BEGIN EXCERPT TO READ

# two K-bar knives



## Captjim_NM (Oct 31, 2020)

Here is a photo of my K-Bar knives. The top one I have had since the 1980's, the smaller one I bought for hunting up in the mountains where every ounce of weight counts.


----------



## Kauboy (May 12, 2014)

You have both, so you're able to answer my question...

I've read that the original K-Bar was made with of leather stacked wafers for the handle in order to improve grip when wet. Makes sense, leather does swell and get a bit more grippy when wet.
Does the newer model, using what I believe is "kraton" as a handle material, also offer the same improvement to grip when wet, or does it fare worse than leather?


----------



## Captjim_NM (Oct 31, 2020)

I would say it is equal to the leather. I have several Buck knives with the micarta handles and I don't use them because the handle is just too slick, think it would be even worst with blood on it.

END EXCERPT TO READ
BEGIN RECORDED DATA

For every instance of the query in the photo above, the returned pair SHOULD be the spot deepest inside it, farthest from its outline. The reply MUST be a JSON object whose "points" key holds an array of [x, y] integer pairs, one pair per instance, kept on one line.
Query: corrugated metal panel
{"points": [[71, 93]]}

END RECORDED DATA

● EXERCISE REQUIREMENTS
1 – From the forum thread about two K-Bar knives, transcribe the passage starting at "You have both, so" and ending at "worse than leather?".
2 – Go on with the forum thread about two K-Bar knives from the point where it stops.

● THE RESULTS
1 –
You have both, so you're able to answer my question...

I've read that the original K-Bar was made with of leather stacked wafers for the handle in order to improve grip when wet. Makes sense, leather does swell and get a bit more grippy when wet.
Does the newer model, using what I believe is "kraton" as a handle material, also offer the same improvement to grip when wet, or does it fare worse than leather?

2 –
----------



## Grinch (Jan 3, 2016)

I've always had a special place in my heart for Ka-Bar and Case with the stacked leather handles.


----------



## rice paddy daddy (Jul 17, 2012)

I carried one in Nam, I left it behind with a friend when I came home.
I bought another one in a fit of nostalgia about 20 years ago.
I also have a WWII issue one that came with a fiberglass scabbard marked USN and MkII. This is the "real deal".

A couple months ago I bought one of the smaller ones at my Ace Hardware, I had never seen one before. It came with a "tactical" sheath, which is neat because the knife locks in with no need for a snap strap. And draws very easily.
I like this one because the full size one is awkward getting in and out of my truck, but the Junior is no problem.

I always wear a fixed blade everywhere except work. There is no Florida law regulating size, I could wear a machete if i desired. I like to keep the blade length 5" or less for convenience.
This is a back up weapon to the handgun in my pocket, if need be.


----------



## LetsGo (Feb 16, 2021)

There are a few FL knife laws, but pretty good overall.


----------



## Captjim_NM (Oct 31, 2020)

Interesting presentation on state knife laws.


----------



## LetsGo (Feb 16, 2021)

Captjim_NM said:


> Interesting presentation on state knife laws.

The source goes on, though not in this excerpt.